[EXCERPTED PASSAGE]
Greyhound Lovers


The purpose of this site is to dispel the destructive myths, rumors and falsehoods being spread by people and organizations who are fanatically opposed to greyhound racing. And to give you some idea of what the racing greyhound's life is really like.

Anti-racing Organizations

Anti-racing people and groups use two or three outdated news stories of what they consider evidence of abuse and neglect of racing greyhounds to attempt to paint the entire racing industry with a very wide brush. They wish to destroy the entire industry, based on their claims that these isolated incidents occur on a regular basis. And they fabricate claims of abuse where there is none. These stories are usually "reported" in the Greyhound Network News, the online equivalent  of the Greyhound Protection League.

One group calling itself Pennsylvania Citizens Against Greyhound Racing prominently displays pictures on their website of greyhounds in their kennels wearing muzzles, with the implication that this constitutes abuse. In actuality, some greyhounds will chew on the wire kennels - just as a puppy in your home would chew on furniture - damaging their teeth and injuring their lips and gums. The muzzles are for their protection. It is also claimed that these same dogs are kenneled twenty-one hours a day. While it's impossible to know if the dogs actually pictured are kenneled that long, it should be pointed out that most pet dogs in homes spend about that amount of time being inactive every day of their lives. And pet greyhounds are especially noted for their low activity levels most of the time. Hence the term: "40 mph couch potato."

Freddy, the Webmaster's Sofa Spud

Another organization of note today is Grey2KUSA, an outgrowth of the group that tried unsuccessfully to have greyhound racing banned in Massachusetts. Their board of directors looks like a convention of people from other similar groups all over the country but of particular note is the presence of a representative from the Humane Society of the United States - HSUS - an animal rights group. Keep in mind, there is a huge difference between animal welfare and animal rights.

Also bear in mind that HSUS has NO association with the Humane Society that runs shelters all around the US. In fact, HSUS doesn't contribute ONE PENNY to shelters, instead paying their officers salaries well into the six figure range. They use the name similarity intentionally, to help them raise contributions to pay those huge salaries and to pay for their fundraising, their single biggest expense ($16 million out of  total expenses of $55 million in 1999). And every dollar innocently contributed to HSUS by people thinking they're helping the shelters is, in essence, a dollar stolen from its intended beneficiaries: animals. Shortages of funds for the shelters means more unwanted pets put to sleep. For an interesting article about this radical lobbying group click here.
[/EXCERPTED PASSAGE]
[GIVEN INFORMATION]
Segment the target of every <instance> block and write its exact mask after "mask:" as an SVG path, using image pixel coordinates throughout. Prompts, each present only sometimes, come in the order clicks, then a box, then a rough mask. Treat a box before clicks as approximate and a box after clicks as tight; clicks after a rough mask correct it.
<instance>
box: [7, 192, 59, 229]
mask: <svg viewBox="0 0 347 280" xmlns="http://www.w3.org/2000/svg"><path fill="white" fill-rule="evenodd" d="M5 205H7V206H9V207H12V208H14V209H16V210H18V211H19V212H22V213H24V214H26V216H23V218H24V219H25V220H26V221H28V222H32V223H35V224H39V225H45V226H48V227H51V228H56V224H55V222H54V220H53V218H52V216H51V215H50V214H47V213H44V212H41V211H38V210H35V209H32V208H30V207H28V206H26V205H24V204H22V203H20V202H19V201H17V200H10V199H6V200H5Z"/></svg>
[/GIVEN INFORMATION]
### THE PROBLEM
List every group or publication mentioned by name in the greyhound racing text. Answer from the greyhound racing text only, not from the data.

### OUTPUT FOR THIS EXERCISE
- Greyhound Network News
- Greyhound Protection League
- Pennsylvania Citizens Against Greyhound Racing
- Grey2KUSA
- Humane Society of the United States (HSUS)
- the Humane Society that runs shelters all around the US